Goal of the exercise.
Copy each line of the records that includes "pole".

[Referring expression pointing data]
▼▼▼

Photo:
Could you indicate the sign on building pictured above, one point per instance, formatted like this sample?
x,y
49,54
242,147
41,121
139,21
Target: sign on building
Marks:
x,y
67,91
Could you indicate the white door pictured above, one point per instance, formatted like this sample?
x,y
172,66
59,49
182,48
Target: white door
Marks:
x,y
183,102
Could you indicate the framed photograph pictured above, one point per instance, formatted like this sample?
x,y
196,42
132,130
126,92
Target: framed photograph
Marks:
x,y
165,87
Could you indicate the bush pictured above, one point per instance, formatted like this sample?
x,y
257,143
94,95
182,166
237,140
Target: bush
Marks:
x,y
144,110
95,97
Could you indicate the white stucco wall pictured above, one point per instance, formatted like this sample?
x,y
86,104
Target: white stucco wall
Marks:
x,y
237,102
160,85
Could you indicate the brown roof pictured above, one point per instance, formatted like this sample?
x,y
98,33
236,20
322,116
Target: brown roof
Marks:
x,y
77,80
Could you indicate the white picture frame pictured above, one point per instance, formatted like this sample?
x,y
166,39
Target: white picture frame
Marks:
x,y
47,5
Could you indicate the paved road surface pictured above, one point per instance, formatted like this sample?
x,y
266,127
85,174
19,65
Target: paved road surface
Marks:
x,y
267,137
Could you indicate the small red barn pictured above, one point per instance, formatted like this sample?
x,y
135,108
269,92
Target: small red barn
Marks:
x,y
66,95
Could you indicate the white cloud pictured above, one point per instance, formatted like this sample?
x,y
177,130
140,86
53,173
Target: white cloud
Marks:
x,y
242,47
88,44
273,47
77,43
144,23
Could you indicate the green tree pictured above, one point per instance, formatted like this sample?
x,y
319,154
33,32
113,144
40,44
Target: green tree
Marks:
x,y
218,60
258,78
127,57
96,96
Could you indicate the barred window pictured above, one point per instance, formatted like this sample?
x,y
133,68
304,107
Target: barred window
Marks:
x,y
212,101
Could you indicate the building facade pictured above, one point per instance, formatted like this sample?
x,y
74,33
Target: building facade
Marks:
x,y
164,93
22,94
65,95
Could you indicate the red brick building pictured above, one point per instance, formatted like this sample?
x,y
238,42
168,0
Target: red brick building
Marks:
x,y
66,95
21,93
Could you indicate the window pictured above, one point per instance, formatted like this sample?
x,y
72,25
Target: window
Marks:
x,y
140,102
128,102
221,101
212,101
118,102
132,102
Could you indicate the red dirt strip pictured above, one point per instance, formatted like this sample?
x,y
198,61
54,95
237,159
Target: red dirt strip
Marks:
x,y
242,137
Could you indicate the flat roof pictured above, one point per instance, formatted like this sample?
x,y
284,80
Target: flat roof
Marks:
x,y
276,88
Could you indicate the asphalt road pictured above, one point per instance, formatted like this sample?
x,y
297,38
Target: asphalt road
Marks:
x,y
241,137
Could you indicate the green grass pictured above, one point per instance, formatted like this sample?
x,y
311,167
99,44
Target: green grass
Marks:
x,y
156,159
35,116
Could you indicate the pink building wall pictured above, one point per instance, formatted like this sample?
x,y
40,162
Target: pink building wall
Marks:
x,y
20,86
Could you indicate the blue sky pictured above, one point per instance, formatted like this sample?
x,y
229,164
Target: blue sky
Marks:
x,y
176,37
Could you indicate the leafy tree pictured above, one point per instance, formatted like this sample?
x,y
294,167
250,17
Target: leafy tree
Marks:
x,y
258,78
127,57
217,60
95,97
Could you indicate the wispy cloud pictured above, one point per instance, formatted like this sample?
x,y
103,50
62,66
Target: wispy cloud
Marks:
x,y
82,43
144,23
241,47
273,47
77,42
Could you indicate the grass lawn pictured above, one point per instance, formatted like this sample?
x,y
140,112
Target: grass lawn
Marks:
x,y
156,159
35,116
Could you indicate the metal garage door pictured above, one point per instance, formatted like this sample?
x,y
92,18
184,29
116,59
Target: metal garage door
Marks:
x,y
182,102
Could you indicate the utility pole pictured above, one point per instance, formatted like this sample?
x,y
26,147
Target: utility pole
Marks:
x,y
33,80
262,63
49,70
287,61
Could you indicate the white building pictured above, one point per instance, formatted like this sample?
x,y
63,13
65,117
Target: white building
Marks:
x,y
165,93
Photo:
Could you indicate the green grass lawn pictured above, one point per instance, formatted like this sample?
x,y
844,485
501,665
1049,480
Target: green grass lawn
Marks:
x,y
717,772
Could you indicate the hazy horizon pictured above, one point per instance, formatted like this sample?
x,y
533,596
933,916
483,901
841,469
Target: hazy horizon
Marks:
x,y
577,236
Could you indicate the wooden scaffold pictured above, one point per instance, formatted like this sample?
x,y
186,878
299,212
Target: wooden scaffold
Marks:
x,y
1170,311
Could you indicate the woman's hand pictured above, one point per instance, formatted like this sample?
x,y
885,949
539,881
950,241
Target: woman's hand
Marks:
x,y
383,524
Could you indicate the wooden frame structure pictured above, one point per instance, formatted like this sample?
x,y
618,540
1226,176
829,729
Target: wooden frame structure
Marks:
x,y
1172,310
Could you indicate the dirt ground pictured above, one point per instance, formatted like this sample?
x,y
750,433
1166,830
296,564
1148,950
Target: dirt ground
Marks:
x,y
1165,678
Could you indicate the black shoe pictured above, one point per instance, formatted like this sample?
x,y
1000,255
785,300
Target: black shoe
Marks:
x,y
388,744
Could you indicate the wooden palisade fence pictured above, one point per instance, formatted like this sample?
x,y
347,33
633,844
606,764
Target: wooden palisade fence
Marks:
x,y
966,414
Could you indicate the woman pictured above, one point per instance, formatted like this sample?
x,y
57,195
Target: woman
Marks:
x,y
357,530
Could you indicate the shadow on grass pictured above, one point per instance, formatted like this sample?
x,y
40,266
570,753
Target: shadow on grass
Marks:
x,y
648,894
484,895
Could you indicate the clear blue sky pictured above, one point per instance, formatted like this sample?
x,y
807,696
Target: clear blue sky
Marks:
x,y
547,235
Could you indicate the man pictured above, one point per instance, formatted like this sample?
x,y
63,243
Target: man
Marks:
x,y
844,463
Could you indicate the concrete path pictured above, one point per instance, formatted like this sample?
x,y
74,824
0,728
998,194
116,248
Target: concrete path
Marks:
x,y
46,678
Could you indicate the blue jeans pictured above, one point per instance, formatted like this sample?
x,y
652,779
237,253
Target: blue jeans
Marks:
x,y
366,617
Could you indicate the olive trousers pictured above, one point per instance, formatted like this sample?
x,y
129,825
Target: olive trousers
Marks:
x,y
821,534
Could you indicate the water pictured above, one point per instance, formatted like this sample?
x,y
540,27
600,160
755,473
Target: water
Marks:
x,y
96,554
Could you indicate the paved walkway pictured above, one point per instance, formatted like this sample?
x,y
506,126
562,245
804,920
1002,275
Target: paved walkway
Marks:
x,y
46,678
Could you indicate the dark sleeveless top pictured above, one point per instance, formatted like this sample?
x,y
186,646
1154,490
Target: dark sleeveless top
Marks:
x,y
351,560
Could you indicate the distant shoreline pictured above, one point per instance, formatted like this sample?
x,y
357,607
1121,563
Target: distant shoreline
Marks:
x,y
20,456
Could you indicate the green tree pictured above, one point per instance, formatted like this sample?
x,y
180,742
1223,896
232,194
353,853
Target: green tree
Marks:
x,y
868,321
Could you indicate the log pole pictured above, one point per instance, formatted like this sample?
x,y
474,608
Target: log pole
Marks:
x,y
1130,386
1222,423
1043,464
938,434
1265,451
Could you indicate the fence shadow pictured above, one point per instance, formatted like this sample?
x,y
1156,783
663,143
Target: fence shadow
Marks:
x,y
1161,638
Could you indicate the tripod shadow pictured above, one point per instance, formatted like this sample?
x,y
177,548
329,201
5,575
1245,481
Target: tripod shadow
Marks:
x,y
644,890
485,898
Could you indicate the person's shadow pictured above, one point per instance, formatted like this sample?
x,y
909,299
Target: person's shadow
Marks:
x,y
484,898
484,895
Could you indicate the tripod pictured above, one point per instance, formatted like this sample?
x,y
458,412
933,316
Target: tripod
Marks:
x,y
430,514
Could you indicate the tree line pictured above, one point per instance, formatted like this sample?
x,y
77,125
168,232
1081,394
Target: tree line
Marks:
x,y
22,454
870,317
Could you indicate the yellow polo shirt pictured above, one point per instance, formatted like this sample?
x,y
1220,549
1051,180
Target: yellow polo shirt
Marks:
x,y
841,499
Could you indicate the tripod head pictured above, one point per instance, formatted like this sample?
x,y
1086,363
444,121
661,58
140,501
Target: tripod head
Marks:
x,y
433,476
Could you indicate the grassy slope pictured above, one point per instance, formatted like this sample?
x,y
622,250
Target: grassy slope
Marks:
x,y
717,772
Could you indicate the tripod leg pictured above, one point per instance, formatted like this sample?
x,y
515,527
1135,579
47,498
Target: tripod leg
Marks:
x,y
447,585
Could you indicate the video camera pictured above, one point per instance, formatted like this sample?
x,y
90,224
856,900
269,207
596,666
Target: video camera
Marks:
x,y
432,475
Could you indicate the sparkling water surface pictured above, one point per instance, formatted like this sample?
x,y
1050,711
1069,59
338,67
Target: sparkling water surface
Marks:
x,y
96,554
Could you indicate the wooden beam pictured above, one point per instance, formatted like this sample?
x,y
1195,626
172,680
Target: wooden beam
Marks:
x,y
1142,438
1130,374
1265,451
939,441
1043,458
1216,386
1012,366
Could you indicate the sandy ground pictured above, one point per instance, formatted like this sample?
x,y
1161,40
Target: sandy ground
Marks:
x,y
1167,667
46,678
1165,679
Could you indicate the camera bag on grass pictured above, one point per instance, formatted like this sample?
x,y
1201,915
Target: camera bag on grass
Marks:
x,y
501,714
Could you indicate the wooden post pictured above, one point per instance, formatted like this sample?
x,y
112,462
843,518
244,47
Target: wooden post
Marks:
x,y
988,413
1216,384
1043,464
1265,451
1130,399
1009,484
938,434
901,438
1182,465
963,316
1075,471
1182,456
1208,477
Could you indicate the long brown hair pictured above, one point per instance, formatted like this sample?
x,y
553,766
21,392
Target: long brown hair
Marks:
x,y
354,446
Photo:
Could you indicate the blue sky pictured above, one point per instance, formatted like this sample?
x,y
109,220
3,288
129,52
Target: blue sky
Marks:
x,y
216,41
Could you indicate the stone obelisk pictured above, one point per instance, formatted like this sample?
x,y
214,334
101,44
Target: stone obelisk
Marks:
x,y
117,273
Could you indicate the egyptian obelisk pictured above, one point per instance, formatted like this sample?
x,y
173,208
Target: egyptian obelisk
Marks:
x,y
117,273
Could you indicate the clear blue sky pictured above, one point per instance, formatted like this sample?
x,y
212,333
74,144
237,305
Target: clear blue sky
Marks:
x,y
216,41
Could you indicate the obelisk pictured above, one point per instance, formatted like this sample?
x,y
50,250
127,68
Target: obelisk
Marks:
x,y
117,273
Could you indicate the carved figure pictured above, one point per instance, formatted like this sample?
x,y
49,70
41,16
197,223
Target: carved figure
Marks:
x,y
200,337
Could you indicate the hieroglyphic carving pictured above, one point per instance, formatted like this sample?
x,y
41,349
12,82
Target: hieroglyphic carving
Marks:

▲▲▲

Response below.
Could you indicate the utility pole pictured above, one point per instance, formatted like this sample?
Target: utility pole
Could you indicate the log pole pictured above, one point per instance, formatted like this sample?
Target: log pole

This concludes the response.